§ Goal of the exercise
Using the data below, return the stretch from the line that contains "Target: stone pedestal" through the line that contains "the column base", both included, exactly as it stands and nothing beyond it.

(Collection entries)
■ ■ ■

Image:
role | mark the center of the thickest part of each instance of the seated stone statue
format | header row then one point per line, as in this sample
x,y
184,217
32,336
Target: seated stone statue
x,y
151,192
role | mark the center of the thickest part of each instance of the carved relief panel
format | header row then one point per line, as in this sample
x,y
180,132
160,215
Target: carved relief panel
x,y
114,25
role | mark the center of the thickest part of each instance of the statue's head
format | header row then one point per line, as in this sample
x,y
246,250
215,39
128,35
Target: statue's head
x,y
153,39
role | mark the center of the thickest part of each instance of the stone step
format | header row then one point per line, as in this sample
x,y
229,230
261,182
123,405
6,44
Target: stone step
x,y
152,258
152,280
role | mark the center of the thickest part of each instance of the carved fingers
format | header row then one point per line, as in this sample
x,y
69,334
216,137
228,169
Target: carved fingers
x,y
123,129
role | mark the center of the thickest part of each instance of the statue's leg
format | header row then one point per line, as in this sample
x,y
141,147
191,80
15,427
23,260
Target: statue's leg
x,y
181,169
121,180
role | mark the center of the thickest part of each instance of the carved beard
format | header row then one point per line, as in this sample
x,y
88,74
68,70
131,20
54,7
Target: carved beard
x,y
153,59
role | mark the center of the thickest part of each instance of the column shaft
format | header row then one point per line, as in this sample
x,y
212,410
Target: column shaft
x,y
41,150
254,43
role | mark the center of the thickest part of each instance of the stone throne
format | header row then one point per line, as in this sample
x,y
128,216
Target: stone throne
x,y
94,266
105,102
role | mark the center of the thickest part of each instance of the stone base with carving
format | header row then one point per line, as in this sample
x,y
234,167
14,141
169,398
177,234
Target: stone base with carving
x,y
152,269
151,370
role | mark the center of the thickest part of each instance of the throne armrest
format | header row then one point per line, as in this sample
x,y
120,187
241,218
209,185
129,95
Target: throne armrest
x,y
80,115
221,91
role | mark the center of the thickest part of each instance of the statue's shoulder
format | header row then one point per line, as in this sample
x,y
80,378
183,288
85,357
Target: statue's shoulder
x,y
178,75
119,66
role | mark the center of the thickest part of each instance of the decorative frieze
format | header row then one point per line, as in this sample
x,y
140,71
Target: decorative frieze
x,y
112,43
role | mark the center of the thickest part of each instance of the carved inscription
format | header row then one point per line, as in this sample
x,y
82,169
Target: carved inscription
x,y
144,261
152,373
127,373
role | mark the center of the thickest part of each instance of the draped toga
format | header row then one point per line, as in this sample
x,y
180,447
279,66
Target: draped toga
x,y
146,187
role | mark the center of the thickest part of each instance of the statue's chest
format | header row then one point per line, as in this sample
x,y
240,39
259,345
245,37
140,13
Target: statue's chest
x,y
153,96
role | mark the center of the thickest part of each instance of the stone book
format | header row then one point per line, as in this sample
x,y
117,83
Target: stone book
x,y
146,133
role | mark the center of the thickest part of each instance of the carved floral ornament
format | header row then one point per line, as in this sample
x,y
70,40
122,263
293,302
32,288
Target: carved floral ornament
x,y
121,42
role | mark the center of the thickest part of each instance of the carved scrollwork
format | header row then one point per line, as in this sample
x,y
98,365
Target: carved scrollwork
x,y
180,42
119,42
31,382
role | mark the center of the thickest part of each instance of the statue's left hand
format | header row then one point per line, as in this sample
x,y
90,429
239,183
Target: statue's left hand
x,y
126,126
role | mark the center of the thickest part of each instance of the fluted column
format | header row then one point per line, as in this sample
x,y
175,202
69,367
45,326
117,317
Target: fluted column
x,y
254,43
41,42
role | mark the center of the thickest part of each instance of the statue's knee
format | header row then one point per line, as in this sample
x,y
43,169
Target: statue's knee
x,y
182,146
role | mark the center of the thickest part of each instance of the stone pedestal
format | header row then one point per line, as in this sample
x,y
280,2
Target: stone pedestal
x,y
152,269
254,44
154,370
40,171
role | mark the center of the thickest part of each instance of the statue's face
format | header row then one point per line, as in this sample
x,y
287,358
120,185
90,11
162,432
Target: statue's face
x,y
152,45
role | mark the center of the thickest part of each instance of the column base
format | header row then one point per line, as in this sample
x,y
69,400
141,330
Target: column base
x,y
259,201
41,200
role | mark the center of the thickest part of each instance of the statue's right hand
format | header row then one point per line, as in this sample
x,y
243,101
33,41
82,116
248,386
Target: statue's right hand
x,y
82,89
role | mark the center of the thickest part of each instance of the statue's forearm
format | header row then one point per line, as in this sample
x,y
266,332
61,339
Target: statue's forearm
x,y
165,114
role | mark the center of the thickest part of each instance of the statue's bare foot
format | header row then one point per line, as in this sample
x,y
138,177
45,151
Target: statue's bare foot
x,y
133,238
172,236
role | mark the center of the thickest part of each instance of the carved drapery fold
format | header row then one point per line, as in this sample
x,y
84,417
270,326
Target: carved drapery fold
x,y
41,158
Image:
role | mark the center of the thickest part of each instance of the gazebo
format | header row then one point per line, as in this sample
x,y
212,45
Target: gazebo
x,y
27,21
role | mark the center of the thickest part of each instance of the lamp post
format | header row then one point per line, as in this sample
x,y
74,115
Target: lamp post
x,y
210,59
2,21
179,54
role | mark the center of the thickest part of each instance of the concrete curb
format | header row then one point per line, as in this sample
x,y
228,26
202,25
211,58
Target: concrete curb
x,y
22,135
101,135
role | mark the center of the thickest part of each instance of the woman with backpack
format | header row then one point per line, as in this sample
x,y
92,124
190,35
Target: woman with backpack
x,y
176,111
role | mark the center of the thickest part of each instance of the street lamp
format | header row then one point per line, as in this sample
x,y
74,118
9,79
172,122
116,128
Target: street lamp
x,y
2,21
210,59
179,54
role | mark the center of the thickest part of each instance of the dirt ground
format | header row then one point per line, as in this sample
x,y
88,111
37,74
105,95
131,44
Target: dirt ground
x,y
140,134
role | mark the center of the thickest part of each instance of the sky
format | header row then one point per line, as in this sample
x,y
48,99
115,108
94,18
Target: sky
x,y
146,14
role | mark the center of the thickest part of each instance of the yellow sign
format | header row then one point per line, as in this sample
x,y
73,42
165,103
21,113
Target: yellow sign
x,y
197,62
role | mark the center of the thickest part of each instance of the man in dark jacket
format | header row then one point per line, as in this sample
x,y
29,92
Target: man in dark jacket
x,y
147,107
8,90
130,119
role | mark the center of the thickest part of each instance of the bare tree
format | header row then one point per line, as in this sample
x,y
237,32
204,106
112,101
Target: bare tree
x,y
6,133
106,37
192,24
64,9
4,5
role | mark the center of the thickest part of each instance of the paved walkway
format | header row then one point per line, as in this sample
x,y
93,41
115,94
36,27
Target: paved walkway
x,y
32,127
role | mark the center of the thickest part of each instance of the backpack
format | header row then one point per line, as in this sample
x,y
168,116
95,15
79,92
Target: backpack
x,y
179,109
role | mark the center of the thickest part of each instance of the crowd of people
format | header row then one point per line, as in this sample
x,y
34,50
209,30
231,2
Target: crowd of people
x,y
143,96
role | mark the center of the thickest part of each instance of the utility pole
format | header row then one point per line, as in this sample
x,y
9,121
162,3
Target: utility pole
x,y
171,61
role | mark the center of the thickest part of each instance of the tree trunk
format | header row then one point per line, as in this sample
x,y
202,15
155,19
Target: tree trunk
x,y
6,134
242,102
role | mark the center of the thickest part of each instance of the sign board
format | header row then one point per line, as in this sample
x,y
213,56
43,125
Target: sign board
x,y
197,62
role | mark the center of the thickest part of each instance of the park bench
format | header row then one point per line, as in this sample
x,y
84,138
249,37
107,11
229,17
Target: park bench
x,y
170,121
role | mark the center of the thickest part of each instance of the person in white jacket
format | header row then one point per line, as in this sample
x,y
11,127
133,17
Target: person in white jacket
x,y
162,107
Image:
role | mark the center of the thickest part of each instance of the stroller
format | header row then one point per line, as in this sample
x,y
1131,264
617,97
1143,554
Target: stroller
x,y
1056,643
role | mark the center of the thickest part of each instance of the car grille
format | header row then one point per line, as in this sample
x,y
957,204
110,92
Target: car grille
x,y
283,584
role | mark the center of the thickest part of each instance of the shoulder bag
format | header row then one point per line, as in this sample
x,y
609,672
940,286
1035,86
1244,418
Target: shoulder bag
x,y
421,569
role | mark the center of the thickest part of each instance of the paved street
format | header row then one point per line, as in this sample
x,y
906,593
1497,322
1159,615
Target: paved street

■ ■ ■

§ Your solution
Target: stone pedestal
x,y
152,269
254,44
154,370
40,171
role | mark the center of the thickest part of each instance of the statue's face
format | header row then one point per line, as in this sample
x,y
287,358
120,185
90,11
162,432
Target: statue's face
x,y
152,45
role | mark the center of the thickest part of each instance of the column base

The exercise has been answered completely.